Absolument et au plus haut niveau car je sais que la ministre de la santé et madame Cluzel en ont fait leur priorité. L’accès aux soins est un besoin primaire et essentiel, pas d’autonomie sans santé ! Pour donner quelques exemples sur ce que nos faisons en Pays de la Loire, dans le premier axe, nous avons mené trois actions qui marchent plutôt bien : l’une d’elle par exemple, que l’on appelle Acsodent, concerne les premiers dépistages des problèmes dentaires.
Nous avons signé une convention avec 43 associations représentant 180 établissements des Pays de la Loire, pour lesquels sont formés des correspondants en santé orale qui permettent de faire un pré-dépistage. En 2018, environ 1500 personnes en ont bénéficié, ce qui est à la fois beaucoup et modeste mais c’est un début. Nous avons aussi passé un contrat d’objectifs et de moyens avec l’URPS (Union Régionale des Professionnels de Santé) pour financer et organiser des formations pour les chirurgiens-dentistes, et depuis le début ce sont plus d’une centaine de dentistes et 18 assistantes dentaires qui ont suivi ces formations à la prise en charge des personnes vivant avec un handicap.
Nous aussi amorcé un travail avec les écoles d’infirmières de la Région qui octroient une unité de 50 heures sur le handicap à chaque étudiante infirmière. Il y a un mois, j’ai réuni les doyens des facultés de médecine de Nantes et Angers, les directeurs de CHU ainsi que tous les acteurs et professionnels de santé, et nous nous sommes donné pour ambition qu’à l’échéance fin 2022, tous les étudiants en santé quelle que soit leur filière (2700 dans la Région) aient bénéficié d’un stage d’au moins une semaine dans un établissement et/ou une structure médico-sociale.

----

MARCHE À SUIVRE.
D'après l'extrait sur l'accès aux soins en Pays de la Loire, dans quel but le contrat d'objectifs et de moyens a-t-il été passé avec l'URPS ?

Descriptions de zones en langage naturel:

----

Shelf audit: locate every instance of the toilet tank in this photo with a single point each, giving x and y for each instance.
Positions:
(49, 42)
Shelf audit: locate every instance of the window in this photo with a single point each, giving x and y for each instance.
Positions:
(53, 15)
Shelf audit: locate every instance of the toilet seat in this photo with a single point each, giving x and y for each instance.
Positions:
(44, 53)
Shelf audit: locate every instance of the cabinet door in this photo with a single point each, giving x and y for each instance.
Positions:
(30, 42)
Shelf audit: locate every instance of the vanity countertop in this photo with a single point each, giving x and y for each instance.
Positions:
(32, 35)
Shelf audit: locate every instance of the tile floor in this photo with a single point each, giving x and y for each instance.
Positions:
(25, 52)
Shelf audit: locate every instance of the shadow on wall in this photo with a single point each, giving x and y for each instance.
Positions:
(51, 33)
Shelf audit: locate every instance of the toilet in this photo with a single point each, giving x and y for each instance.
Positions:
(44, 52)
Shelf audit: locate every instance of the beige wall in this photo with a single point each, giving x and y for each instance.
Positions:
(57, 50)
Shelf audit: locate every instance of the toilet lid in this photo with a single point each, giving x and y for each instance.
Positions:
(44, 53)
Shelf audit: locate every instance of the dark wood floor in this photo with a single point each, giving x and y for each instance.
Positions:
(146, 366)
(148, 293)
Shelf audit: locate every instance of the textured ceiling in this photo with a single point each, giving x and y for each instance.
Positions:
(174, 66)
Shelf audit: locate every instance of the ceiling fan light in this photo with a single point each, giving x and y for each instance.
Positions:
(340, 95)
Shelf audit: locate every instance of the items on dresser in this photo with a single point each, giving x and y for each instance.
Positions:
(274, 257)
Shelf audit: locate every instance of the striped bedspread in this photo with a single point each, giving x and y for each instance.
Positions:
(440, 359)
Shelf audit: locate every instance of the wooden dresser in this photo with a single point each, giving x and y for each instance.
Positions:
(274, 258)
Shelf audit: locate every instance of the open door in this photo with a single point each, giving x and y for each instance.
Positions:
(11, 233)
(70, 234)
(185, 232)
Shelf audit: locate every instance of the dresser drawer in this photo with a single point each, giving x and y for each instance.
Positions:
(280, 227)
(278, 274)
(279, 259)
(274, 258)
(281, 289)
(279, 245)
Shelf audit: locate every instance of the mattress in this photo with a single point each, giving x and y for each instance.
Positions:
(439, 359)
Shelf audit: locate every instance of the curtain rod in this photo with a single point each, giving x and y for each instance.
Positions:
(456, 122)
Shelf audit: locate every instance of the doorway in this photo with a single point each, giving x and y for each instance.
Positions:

----

RÉSULTAT.
Ce contrat a été passé pour financer et organiser des formations destinées aux chirurgiens-dentistes. Ces formations portent sur la prise en charge des personnes vivant avec un handicap.